## THE REQUEST
Arrange every line of the material below as a Markdown table with the columns Row and Line. Number each row and leave out blank lines.

Records from a collection
====

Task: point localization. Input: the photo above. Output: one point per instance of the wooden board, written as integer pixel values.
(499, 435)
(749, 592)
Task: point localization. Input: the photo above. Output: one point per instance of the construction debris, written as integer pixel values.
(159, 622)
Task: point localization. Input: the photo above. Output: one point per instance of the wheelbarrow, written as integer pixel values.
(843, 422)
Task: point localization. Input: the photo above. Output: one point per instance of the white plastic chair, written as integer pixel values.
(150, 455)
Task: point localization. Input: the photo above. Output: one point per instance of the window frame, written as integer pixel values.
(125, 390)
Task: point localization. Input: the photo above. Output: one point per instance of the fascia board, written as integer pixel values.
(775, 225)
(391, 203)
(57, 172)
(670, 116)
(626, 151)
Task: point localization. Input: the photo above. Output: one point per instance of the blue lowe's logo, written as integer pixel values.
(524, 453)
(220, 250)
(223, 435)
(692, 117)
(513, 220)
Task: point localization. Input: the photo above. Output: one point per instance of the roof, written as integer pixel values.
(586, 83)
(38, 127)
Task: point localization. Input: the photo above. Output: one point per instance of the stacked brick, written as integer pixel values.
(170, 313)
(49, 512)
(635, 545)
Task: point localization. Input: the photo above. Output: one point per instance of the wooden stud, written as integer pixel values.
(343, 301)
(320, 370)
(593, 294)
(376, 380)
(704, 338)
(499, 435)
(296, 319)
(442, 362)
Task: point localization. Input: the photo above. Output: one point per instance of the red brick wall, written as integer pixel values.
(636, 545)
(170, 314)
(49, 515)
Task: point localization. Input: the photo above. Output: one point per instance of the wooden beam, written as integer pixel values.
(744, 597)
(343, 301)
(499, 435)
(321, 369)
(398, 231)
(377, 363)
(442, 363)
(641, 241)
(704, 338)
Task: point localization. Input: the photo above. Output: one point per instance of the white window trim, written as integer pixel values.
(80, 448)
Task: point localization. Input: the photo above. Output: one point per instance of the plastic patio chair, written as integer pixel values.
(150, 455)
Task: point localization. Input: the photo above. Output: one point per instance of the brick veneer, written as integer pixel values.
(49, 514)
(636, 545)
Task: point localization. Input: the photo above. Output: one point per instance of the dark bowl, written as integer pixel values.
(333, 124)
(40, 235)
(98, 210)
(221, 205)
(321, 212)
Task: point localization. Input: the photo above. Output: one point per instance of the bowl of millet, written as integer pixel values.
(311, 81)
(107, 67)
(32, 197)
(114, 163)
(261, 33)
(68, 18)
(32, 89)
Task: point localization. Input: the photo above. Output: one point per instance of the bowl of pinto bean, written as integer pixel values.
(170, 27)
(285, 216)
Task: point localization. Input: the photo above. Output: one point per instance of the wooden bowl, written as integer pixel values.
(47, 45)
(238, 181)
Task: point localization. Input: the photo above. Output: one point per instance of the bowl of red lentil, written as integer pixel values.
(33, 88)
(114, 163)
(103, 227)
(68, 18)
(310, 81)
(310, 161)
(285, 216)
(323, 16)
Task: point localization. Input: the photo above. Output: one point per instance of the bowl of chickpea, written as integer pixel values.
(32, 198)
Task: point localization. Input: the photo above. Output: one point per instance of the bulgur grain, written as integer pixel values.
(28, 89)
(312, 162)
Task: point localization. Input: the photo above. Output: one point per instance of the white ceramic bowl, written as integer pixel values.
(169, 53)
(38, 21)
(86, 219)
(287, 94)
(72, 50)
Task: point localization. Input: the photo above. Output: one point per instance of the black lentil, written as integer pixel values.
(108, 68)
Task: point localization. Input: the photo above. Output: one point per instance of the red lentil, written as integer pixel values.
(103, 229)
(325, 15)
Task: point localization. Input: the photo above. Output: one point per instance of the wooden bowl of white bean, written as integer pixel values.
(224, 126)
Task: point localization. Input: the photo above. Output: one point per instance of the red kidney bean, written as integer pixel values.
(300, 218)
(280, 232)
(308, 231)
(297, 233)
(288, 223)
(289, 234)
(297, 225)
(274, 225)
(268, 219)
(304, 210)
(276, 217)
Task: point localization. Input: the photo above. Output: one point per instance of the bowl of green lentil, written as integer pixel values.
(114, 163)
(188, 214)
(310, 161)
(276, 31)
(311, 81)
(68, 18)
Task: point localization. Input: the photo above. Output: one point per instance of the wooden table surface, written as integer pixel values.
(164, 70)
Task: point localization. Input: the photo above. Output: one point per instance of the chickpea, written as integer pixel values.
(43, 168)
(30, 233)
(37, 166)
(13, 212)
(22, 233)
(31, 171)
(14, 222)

====

## RESPONSE BELOW
| Row | Line |
|---|---|
| 1 | Task: point localization. Input: the photo above. Output: one point per instance of the wooden board, written as integer pixel values. |
| 2 | (499, 435) |
| 3 | (749, 592) |
| 4 | Task: point localization. Input: the photo above. Output: one point per instance of the construction debris, written as integer pixel values. |
| 5 | (159, 622) |
| 6 | Task: point localization. Input: the photo above. Output: one point per instance of the wheelbarrow, written as integer pixel values. |
| 7 | (843, 422) |
| 8 | Task: point localization. Input: the photo above. Output: one point per instance of the white plastic chair, written as integer pixel values. |
| 9 | (150, 455) |
| 10 | Task: point localization. Input: the photo above. Output: one point per instance of the window frame, written as integer pixel values. |
| 11 | (125, 390) |
| 12 | Task: point localization. Input: the photo above. Output: one point per instance of the fascia board, written as integer pixel values. |
| 13 | (775, 225) |
| 14 | (391, 203) |
| 15 | (57, 172) |
| 16 | (670, 116) |
| 17 | (626, 151) |
| 18 | Task: point localization. Input: the photo above. Output: one point per instance of the blue lowe's logo, written as integer pixel values. |
| 19 | (524, 453) |
| 20 | (220, 250) |
| 21 | (223, 435) |
| 22 | (692, 117) |
| 23 | (513, 220) |
| 24 | Task: point localization. Input: the photo above. Output: one point per instance of the roof, written as integer pixel values. |
| 25 | (586, 83) |
| 26 | (38, 127) |
| 27 | Task: point localization. Input: the photo above. Output: one point per instance of the stacked brick, written as integer pixel values. |
| 28 | (170, 313) |
| 29 | (49, 512) |
| 30 | (635, 545) |
| 31 | Task: point localization. Input: the photo above. Output: one point per instance of the wooden stud, written as integer pixel values. |
| 32 | (343, 301) |
| 33 | (320, 370) |
| 34 | (593, 294) |
| 35 | (376, 380) |
| 36 | (704, 338) |
| 37 | (499, 435) |
| 38 | (296, 319) |
| 39 | (442, 362) |
| 40 | Task: point localization. Input: the photo above. Output: one point per instance of the red brick wall, written as integer pixel values. |
| 41 | (636, 545) |
| 42 | (170, 314) |
| 43 | (49, 515) |
| 44 | Task: point localization. Input: the photo above. Output: one point per instance of the wooden beam, written as integer pixel values. |
| 45 | (744, 597) |
| 46 | (343, 301) |
| 47 | (499, 435) |
| 48 | (321, 369) |
| 49 | (398, 231) |
| 50 | (377, 363) |
| 51 | (442, 363) |
| 52 | (641, 241) |
| 53 | (704, 338) |
| 54 | Task: point localization. Input: the photo above. Output: one point per instance of the white window trim, written as integer pixel values. |
| 55 | (80, 448) |
| 56 | Task: point localization. Input: the photo above. Output: one point per instance of the plastic patio chair, written as integer pixel values. |
| 57 | (150, 455) |
| 58 | Task: point localization. Input: the photo above. Output: one point per instance of the brick veneer, written as integer pixel values. |
| 59 | (49, 514) |
| 60 | (636, 545) |
| 61 | Task: point localization. Input: the photo above. Output: one point per instance of the dark bowl, written as integer pixel values. |
| 62 | (333, 124) |
| 63 | (40, 235) |
| 64 | (98, 210) |
| 65 | (221, 205) |
| 66 | (321, 212) |
| 67 | Task: point localization. Input: the photo above. Output: one point per instance of the bowl of millet, written as integer pixel values. |
| 68 | (311, 81) |
| 69 | (107, 67) |
| 70 | (32, 197) |
| 71 | (114, 163) |
| 72 | (261, 33) |
| 73 | (68, 18) |
| 74 | (32, 89) |
| 75 | Task: point localization. Input: the photo above. Output: one point per instance of the bowl of pinto bean, written as integer pixel values. |
| 76 | (170, 27) |
| 77 | (285, 216) |
| 78 | Task: point localization. Input: the photo above. Output: one point per instance of the wooden bowl, written as integer pixel values. |
| 79 | (47, 45) |
| 80 | (238, 181) |
| 81 | Task: point localization. Input: the photo above. Output: one point per instance of the bowl of red lentil, written as integer pixel values. |
| 82 | (33, 88) |
| 83 | (114, 163) |
| 84 | (103, 227) |
| 85 | (68, 18) |
| 86 | (310, 81) |
| 87 | (310, 161) |
| 88 | (285, 216) |
| 89 | (323, 16) |
| 90 | Task: point localization. Input: the photo above. Output: one point per instance of the bowl of chickpea, written as integer pixel values. |
| 91 | (32, 198) |
| 92 | Task: point localization. Input: the photo above. Output: one point per instance of the bulgur grain, written as integer pixel values. |
| 93 | (28, 89) |
| 94 | (312, 162) |
| 95 | Task: point localization. Input: the photo above. Output: one point per instance of the white ceramic bowl, written as integer pixel values. |
| 96 | (169, 53) |
| 97 | (38, 21) |
| 98 | (86, 219) |
| 99 | (287, 94) |
| 100 | (72, 50) |
| 101 | Task: point localization. Input: the photo above. Output: one point per instance of the black lentil, written as integer pixel values. |
| 102 | (108, 68) |
| 103 | Task: point localization. Input: the photo above. Output: one point per instance of the red lentil, written as integer pixel values. |
| 104 | (103, 229) |
| 105 | (325, 15) |
| 106 | Task: point localization. Input: the photo above. Output: one point per instance of the wooden bowl of white bean, written as integer pixel values. |
| 107 | (224, 126) |
| 108 | Task: point localization. Input: the photo above. Output: one point per instance of the red kidney bean, written as integer pixel values. |
| 109 | (300, 218) |
| 110 | (280, 232) |
| 111 | (308, 231) |
| 112 | (297, 233) |
| 113 | (288, 223) |
| 114 | (289, 234) |
| 115 | (297, 225) |
| 116 | (274, 225) |
| 117 | (268, 219) |
| 118 | (304, 210) |
| 119 | (276, 217) |
| 120 | Task: point localization. Input: the photo above. Output: one point per instance of the bowl of green lentil, written as integer pixel values. |
| 121 | (114, 163) |
| 122 | (188, 214) |
| 123 | (310, 161) |
| 124 | (276, 31) |
| 125 | (311, 81) |
| 126 | (68, 18) |
| 127 | Task: point localization. Input: the photo above. Output: one point per instance of the wooden table surface, written as integer pixel values. |
| 128 | (164, 70) |
| 129 | Task: point localization. Input: the photo above. Output: one point per instance of the chickpea, written as integer pixel values. |
| 130 | (43, 168) |
| 131 | (30, 233) |
| 132 | (37, 166) |
| 133 | (13, 212) |
| 134 | (22, 233) |
| 135 | (31, 171) |
| 136 | (14, 222) |